Data supplied ▸
——

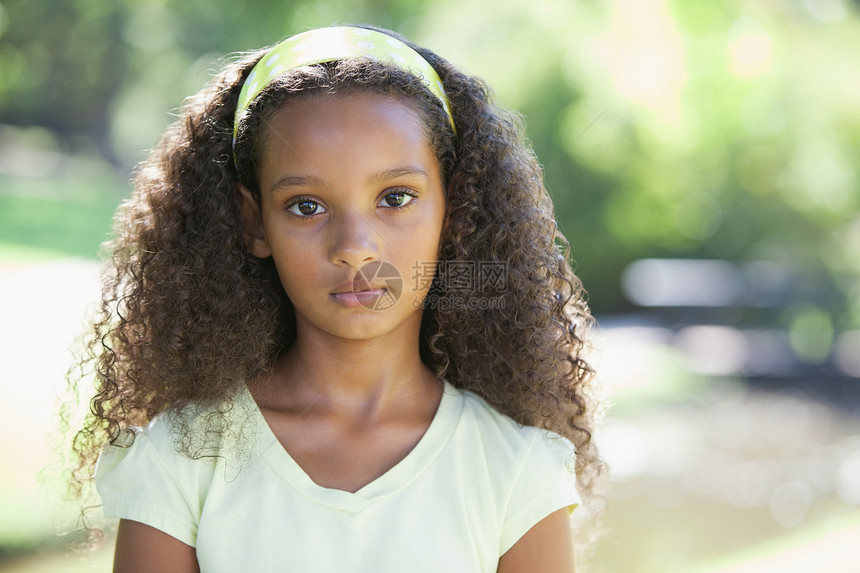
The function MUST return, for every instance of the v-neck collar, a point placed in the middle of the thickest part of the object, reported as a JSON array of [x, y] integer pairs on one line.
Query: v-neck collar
[[406, 471]]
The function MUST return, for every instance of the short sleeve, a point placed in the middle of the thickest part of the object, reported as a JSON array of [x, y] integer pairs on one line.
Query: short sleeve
[[545, 483], [145, 483]]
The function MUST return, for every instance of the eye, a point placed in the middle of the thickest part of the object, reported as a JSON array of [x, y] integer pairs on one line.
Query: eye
[[305, 208], [398, 199]]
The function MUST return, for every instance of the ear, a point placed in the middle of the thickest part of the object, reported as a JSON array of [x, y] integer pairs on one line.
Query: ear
[[252, 225]]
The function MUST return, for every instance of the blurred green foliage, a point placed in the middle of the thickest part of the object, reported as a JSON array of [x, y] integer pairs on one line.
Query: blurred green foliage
[[666, 127]]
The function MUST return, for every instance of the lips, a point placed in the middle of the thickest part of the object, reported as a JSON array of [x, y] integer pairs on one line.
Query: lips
[[358, 285]]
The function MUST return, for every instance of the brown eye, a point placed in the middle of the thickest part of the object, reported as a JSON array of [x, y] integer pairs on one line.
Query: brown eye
[[398, 199], [305, 208]]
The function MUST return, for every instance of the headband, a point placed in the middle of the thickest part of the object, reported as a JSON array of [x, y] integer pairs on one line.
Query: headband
[[332, 44]]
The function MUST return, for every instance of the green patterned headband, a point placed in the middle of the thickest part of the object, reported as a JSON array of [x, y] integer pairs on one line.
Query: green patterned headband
[[331, 44]]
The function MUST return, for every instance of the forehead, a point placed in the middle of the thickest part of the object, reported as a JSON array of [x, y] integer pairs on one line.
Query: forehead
[[356, 128]]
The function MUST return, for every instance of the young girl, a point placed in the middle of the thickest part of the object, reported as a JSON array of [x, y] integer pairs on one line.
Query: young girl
[[341, 309]]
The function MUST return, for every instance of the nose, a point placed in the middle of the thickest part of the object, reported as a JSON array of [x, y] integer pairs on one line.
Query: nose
[[354, 240]]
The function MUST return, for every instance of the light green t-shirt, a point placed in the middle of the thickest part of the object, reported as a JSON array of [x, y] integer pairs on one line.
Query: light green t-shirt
[[472, 486]]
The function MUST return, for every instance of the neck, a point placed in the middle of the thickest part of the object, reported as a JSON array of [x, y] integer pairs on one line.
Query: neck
[[323, 370]]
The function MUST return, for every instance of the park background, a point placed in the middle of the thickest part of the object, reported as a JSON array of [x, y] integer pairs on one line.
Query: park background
[[704, 159]]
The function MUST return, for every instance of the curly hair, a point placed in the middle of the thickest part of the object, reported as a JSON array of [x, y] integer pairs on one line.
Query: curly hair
[[188, 313]]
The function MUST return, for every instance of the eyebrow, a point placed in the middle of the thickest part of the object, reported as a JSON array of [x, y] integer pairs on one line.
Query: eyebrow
[[289, 181]]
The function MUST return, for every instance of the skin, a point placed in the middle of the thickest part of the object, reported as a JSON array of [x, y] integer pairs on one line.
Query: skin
[[351, 398]]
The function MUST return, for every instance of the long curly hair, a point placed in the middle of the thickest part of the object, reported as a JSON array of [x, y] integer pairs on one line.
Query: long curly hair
[[188, 313]]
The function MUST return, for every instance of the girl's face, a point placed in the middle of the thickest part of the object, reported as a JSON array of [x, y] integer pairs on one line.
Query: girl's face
[[350, 198]]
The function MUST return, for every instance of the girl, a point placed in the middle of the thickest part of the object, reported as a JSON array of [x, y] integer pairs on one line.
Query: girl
[[340, 306]]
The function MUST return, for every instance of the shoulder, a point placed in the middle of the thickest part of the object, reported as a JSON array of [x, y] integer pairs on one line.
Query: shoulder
[[507, 437], [182, 442]]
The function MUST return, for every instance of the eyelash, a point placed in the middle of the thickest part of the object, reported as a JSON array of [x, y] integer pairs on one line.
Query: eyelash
[[396, 208]]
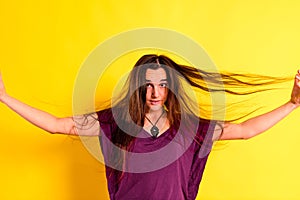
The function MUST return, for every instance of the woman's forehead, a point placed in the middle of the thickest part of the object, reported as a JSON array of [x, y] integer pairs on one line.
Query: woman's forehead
[[156, 75]]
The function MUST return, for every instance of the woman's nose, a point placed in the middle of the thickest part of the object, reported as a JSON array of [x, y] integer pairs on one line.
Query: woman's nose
[[154, 92]]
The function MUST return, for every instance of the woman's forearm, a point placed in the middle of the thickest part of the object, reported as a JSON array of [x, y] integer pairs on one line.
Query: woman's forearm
[[261, 123], [35, 116]]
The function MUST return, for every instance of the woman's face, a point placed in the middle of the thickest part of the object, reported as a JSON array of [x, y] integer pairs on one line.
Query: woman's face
[[156, 89]]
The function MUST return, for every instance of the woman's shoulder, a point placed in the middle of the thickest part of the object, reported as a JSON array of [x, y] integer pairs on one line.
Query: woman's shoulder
[[105, 116]]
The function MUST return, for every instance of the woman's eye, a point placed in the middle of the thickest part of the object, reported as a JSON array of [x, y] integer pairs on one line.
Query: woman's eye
[[148, 85], [163, 85]]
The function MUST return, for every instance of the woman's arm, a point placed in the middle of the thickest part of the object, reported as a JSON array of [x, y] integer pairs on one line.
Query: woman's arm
[[38, 117], [261, 123]]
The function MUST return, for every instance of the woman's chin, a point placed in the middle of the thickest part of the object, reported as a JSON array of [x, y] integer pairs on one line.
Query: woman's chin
[[153, 108]]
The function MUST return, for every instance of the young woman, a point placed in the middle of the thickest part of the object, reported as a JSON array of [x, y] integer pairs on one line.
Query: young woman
[[154, 142]]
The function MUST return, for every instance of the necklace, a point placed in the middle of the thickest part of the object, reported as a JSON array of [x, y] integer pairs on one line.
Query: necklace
[[154, 130]]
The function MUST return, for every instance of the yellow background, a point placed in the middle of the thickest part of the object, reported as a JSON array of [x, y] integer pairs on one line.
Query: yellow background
[[43, 44]]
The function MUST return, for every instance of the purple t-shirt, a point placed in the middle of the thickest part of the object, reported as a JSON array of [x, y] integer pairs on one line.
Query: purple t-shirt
[[167, 167]]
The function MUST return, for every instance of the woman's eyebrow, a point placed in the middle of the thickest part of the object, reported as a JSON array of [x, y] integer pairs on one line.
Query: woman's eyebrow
[[162, 80]]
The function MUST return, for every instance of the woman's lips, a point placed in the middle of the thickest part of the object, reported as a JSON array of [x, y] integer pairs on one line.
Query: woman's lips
[[154, 102]]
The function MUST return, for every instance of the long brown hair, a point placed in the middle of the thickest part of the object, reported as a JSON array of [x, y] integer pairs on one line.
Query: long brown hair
[[129, 107]]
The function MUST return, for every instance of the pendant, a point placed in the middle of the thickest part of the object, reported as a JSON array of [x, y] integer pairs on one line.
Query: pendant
[[154, 131]]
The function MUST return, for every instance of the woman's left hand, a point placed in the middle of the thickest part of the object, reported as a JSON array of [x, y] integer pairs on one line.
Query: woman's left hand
[[295, 97]]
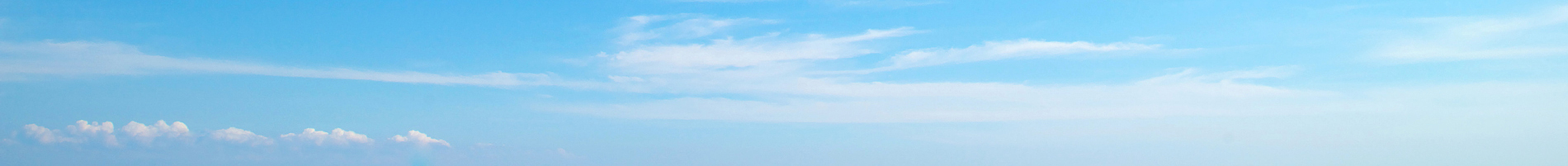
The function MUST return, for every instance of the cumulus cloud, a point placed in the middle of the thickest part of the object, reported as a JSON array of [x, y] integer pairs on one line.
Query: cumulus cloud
[[148, 134], [80, 132], [1481, 38], [419, 140], [239, 136], [46, 135], [993, 50], [338, 136], [179, 134], [110, 59]]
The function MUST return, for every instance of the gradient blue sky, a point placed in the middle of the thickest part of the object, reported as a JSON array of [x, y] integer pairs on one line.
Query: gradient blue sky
[[784, 83]]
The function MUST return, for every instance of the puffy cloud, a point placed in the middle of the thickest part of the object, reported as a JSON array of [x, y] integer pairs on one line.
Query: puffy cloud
[[46, 135], [80, 132], [104, 130], [148, 134], [1481, 38], [240, 136], [338, 136], [419, 140], [1005, 50], [110, 59]]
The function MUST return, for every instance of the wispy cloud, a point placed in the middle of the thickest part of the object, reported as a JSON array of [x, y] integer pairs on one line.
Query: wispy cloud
[[761, 50], [829, 101], [640, 29], [85, 132], [1481, 38], [993, 50], [880, 3], [110, 59]]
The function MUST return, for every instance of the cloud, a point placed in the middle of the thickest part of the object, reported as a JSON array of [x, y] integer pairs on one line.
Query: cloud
[[829, 101], [1481, 38], [339, 136], [421, 140], [993, 50], [110, 59], [240, 136], [761, 50], [179, 134], [82, 132], [885, 3], [46, 135], [639, 29], [148, 134]]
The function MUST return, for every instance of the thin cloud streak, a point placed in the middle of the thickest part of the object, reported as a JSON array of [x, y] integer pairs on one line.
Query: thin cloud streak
[[110, 59]]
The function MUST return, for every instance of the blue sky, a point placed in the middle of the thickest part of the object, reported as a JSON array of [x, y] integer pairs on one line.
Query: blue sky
[[784, 82]]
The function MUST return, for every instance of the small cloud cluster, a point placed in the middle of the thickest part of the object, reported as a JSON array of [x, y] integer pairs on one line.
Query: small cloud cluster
[[80, 132], [419, 140], [338, 136], [85, 132]]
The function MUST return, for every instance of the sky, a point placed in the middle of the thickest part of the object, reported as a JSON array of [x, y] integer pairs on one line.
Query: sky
[[784, 83]]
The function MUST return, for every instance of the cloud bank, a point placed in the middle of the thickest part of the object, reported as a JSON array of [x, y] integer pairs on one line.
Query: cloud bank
[[104, 134]]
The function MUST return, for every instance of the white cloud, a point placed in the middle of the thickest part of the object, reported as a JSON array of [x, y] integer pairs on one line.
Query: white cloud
[[639, 29], [830, 101], [421, 140], [148, 134], [993, 50], [46, 135], [723, 54], [1482, 38], [339, 136], [240, 136], [82, 132], [104, 130], [109, 59]]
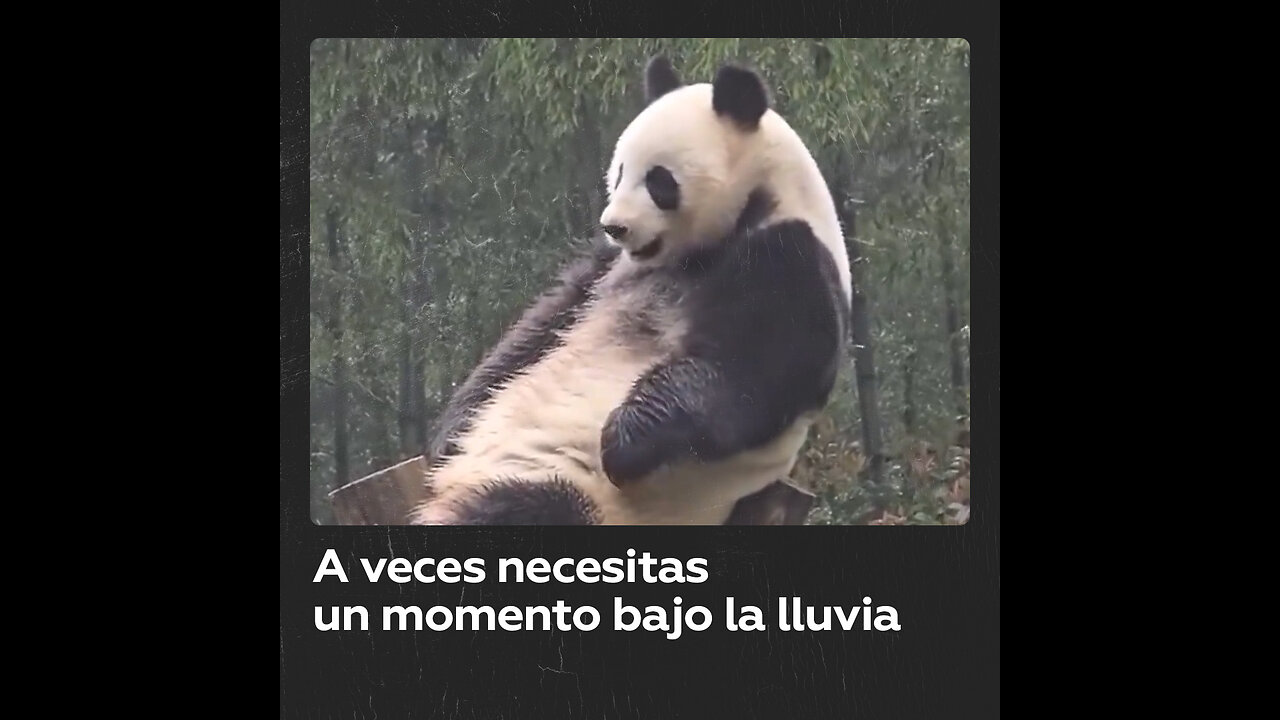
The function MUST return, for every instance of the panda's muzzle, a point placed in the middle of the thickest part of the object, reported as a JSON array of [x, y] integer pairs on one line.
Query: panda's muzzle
[[648, 250]]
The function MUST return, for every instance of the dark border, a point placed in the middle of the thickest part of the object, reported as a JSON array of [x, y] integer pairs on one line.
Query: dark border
[[945, 582]]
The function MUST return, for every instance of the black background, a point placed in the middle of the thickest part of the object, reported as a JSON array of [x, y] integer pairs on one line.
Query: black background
[[944, 582]]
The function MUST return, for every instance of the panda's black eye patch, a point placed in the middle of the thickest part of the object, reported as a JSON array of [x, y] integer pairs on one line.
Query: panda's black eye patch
[[662, 187]]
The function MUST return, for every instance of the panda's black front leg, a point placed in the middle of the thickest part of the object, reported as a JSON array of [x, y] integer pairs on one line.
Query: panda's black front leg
[[685, 409]]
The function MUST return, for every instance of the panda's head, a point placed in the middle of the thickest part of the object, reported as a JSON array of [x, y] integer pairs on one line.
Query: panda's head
[[691, 162]]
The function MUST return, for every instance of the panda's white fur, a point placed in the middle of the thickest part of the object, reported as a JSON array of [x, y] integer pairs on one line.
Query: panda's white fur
[[721, 165], [544, 420]]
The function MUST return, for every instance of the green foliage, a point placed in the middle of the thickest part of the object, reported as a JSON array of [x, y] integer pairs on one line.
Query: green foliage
[[466, 171]]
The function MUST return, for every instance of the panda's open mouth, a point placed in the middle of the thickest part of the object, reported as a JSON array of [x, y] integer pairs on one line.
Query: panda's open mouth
[[648, 250]]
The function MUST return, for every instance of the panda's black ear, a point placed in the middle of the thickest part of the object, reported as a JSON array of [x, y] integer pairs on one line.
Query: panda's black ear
[[659, 78], [740, 94]]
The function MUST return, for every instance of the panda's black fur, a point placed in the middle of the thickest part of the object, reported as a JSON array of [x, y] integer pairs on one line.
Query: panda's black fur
[[766, 319]]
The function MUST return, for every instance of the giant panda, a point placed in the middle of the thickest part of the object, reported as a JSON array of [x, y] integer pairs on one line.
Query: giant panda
[[675, 369]]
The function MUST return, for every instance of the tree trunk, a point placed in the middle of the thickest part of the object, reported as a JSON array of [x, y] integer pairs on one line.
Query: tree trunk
[[412, 365], [341, 450], [909, 393], [949, 287], [860, 332]]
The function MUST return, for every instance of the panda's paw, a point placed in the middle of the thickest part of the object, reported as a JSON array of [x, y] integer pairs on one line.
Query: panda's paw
[[627, 446]]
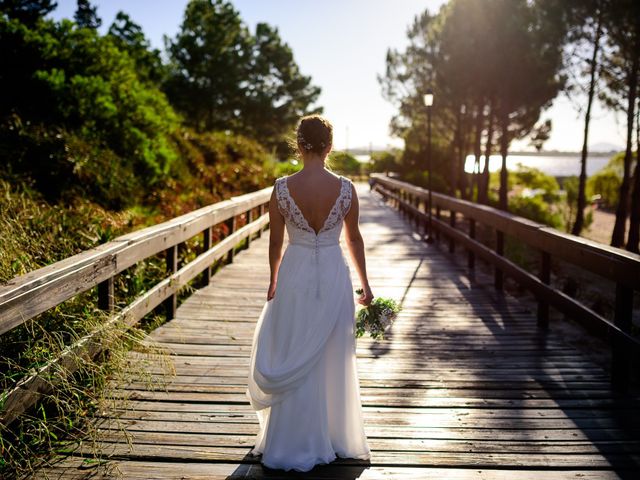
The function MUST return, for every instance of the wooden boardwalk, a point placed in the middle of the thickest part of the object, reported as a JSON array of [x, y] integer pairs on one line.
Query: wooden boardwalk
[[466, 386]]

——

To do ▸ Please reproduce the lines of the records verbatim, starting with the line that contains "The function MUST return, for every instance of the lips, a" and going on through the line that contains "[[398, 199], [305, 208]]".

Reply to the task ▸
The function MUST return, for every instance of the lips, a point placed in the middle of the thickest part of the object, reported as a JSON array of [x, y] integer pairs on one line.
Query: lips
[[358, 285]]
The function MUST return, for every instance of the brown eye, a point placed in the middle of the thickest part of the object, reported as a JSON array of [x, y] integer pairs on one line.
Query: brown eye
[[398, 199], [305, 208]]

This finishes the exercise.